The legal action follows mounting international alarm at the detainees' treatment caused by a number of photos published in various newspapers on Sunday. The photos showed the prisoners kneeling, wearing handcuffs and leg-irons with their eyes covered by blacked-out goggles.
But U.S. Defense Secretary Donald Rumsfeld has denied allegations that prison officials at the U.S. base were treating the prisoners inhumanely. "They are treated humanely and in accordance with international conventions. No detainee has been harmed. No detainee has been mistreated in any way," he said.
The U.S. administration has refused to grant prisoner-of-war status to the detainees at Guantanamo Bay camp. Such status would guarantee them rights under the 1949 Geneva Convention, which requires the humane treatment of prisoners, including a prohibition on interrogation. The United States signed the document but did not ratify it.
Although supporting the U.S.-led war on terrorism, the European Union has urged the United States to treat all al Qaida and Taliban suspects at its base in Cuba as prisoners of war.
Meanwhile, the American Talib (singular of Taliban), John Walker Lindh, is due to arrive in the United States by Friday, officials said.
Walker was being held on the U.S. warship Bataan in the Indian Ocean, but he has now been moved to Kandahar in southern Afghanistan.
He will be flown to the United States in a day or two to face trial on charges of conspiring to kill U.S. nationals and providing support to the al Qaida terrorist network, officials in Kandahar said.
Meanwhile, a two-day international conference on aid to Afghanistan concluded in Tokyo Tuesday with pledges to donate more than $4.5 billion to the war-hit country.
In Kabul, Afghan officials said they will soon put on trial about 50 Pakistani and Afghan Taliban arrested two months ago from the northern city of Kunduz.
The prisoners were moved to Kabul last week.
All 61 countries and 21 international organizations attending the conference expressed a strong commitment to helping reconstruct Afghanistan. They promised to deliver more than $1.8 billion dollars this year to meet Afghanistan's immediate needs. The rest of the amount will be donated over several years.
A concluding statement set out several priorities for rebuilding Afghanistan, with improving governance, health and education topping the list. The document also urged Afghanistan's interim government to increase efforts for bringing women back into national life.
The former Taliban regime had pushed women behind walls, banishing them from work places, schools and even forbidding them from seeing male doctors in a country with few female doctors.
Hamid Karzai, chairman of the Afghan interim authority, said Tuesday he was pleased with the results of the Afghan donors' conference and that use of aid funds would be closely monitored.

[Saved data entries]
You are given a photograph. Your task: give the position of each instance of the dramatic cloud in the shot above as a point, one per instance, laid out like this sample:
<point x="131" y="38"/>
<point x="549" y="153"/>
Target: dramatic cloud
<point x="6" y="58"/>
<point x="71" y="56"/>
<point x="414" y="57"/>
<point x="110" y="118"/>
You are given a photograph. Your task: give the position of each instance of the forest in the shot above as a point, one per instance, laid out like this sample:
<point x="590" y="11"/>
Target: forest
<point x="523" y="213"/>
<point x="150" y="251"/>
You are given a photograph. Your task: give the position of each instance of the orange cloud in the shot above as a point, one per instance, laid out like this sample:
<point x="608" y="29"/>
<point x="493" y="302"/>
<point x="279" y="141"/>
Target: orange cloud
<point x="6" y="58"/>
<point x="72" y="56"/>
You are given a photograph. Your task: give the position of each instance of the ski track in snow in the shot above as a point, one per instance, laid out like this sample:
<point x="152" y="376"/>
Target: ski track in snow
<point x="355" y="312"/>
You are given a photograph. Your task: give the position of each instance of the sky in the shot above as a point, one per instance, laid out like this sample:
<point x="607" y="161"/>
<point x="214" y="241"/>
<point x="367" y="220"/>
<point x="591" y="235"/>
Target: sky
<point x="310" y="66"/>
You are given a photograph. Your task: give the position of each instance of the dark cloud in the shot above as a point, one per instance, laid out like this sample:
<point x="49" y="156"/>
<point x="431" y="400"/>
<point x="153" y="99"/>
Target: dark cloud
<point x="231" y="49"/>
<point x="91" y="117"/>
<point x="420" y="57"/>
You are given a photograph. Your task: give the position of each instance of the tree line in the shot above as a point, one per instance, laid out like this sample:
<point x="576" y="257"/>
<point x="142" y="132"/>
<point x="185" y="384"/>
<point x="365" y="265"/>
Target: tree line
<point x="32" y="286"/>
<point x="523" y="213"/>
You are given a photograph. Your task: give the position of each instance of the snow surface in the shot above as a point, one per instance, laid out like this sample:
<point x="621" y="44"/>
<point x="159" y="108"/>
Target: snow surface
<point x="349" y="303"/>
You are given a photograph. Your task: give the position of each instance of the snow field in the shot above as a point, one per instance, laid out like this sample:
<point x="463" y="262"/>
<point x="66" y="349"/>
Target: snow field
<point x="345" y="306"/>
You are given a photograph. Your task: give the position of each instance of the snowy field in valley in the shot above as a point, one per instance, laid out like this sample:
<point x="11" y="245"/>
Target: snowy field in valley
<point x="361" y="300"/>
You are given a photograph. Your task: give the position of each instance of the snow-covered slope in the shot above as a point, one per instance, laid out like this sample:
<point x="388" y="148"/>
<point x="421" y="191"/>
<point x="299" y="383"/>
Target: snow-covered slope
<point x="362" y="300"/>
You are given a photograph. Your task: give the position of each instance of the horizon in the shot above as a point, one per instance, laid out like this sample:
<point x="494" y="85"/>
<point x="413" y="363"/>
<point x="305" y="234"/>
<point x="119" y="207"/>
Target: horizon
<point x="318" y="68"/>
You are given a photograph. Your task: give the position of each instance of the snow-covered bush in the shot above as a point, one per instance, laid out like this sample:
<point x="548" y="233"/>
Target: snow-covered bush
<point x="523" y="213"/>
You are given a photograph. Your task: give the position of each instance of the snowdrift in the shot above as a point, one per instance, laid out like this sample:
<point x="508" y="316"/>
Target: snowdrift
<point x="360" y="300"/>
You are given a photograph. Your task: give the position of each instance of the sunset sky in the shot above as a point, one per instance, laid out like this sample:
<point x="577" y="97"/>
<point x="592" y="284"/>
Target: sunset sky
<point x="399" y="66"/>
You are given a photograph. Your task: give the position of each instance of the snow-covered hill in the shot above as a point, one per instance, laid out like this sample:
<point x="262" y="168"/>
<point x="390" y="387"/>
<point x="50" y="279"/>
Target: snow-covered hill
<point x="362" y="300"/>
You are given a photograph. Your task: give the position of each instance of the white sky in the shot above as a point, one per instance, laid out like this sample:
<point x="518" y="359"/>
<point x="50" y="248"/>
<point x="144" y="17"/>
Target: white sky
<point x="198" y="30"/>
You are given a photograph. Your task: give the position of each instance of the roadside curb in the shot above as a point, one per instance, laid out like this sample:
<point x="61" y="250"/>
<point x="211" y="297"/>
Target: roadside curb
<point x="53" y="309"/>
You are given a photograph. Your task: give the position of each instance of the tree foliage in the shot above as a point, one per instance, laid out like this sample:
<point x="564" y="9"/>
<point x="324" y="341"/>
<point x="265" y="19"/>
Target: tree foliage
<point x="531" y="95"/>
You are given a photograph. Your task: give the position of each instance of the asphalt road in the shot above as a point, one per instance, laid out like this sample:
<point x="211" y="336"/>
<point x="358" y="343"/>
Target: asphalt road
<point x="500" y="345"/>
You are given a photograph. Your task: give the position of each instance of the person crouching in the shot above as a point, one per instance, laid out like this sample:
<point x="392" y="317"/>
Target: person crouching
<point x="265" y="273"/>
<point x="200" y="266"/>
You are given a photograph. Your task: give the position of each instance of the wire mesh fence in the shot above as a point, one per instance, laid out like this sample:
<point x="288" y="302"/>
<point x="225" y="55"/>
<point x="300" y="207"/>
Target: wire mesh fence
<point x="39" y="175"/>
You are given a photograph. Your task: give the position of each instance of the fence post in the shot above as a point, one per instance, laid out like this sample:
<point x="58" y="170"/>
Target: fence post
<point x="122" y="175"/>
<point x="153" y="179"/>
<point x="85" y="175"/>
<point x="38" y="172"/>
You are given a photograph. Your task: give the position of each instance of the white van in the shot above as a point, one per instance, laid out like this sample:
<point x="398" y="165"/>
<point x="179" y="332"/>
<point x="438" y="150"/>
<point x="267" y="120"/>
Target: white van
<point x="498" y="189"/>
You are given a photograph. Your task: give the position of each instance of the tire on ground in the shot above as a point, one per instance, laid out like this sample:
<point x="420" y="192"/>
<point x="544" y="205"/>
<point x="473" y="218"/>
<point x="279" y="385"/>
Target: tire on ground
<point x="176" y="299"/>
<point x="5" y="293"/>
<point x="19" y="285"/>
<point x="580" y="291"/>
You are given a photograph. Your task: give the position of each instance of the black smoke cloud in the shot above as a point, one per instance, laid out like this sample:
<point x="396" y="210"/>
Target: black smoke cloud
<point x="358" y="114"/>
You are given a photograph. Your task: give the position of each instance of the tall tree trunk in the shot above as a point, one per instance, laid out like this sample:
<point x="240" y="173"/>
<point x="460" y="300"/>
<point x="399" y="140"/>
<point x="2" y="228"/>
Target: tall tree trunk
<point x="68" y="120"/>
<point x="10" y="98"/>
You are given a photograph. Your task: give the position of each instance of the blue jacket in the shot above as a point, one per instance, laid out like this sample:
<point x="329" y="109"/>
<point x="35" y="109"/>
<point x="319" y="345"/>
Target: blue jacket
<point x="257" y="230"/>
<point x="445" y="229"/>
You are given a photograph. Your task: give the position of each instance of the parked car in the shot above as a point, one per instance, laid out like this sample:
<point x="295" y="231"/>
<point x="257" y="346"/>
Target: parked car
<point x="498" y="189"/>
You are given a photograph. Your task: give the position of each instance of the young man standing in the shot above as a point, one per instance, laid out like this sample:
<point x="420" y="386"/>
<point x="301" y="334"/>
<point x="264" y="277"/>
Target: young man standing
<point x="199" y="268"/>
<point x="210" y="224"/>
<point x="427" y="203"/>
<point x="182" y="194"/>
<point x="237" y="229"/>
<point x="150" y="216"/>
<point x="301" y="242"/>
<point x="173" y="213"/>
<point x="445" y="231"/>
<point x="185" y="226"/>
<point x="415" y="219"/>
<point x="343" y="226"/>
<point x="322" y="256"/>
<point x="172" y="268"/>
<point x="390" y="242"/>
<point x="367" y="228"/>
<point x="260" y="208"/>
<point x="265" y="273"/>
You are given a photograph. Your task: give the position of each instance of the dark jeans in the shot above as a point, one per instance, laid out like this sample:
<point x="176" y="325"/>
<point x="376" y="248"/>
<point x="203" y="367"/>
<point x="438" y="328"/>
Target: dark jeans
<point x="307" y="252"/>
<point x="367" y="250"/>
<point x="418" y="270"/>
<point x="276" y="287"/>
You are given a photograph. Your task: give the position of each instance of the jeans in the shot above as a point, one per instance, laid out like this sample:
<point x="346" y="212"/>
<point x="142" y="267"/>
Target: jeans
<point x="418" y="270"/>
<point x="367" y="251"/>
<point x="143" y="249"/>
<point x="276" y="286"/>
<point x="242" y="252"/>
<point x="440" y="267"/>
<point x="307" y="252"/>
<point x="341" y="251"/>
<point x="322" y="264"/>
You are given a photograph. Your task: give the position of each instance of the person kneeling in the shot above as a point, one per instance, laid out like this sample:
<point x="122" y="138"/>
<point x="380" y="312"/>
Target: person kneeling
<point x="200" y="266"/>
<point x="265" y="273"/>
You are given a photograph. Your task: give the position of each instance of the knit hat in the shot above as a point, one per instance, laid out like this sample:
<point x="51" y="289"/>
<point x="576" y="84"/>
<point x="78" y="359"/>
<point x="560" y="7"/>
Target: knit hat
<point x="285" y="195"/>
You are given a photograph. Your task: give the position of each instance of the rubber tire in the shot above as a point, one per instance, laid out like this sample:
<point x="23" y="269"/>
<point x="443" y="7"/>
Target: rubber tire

• EXERCISE GOAL
Decide whether each statement agrees with the news report, answering yes or no and quoting the words of the report that settle it: (a) The United States ratified the 1949 Geneva Convention. (b) John Walker Lindh was moved from the warship Bataan to Kandahar. (c) Those attending the Tokyo conference promised more than $1.8 billion for this year. The records have no connection to the text.

• REPLY TO THE EXERCISE
(a) No: "The United States signed the document but did not ratify it."
(b) Yes: "Walker was being held on the U.S. warship Bataan in the Indian Ocean, but he has now been moved to Kandahar in southern Afghanistan."
(c) Yes: "They promised to deliver more than $1.8 billion dollars this year to meet Afghanistan's immediate needs."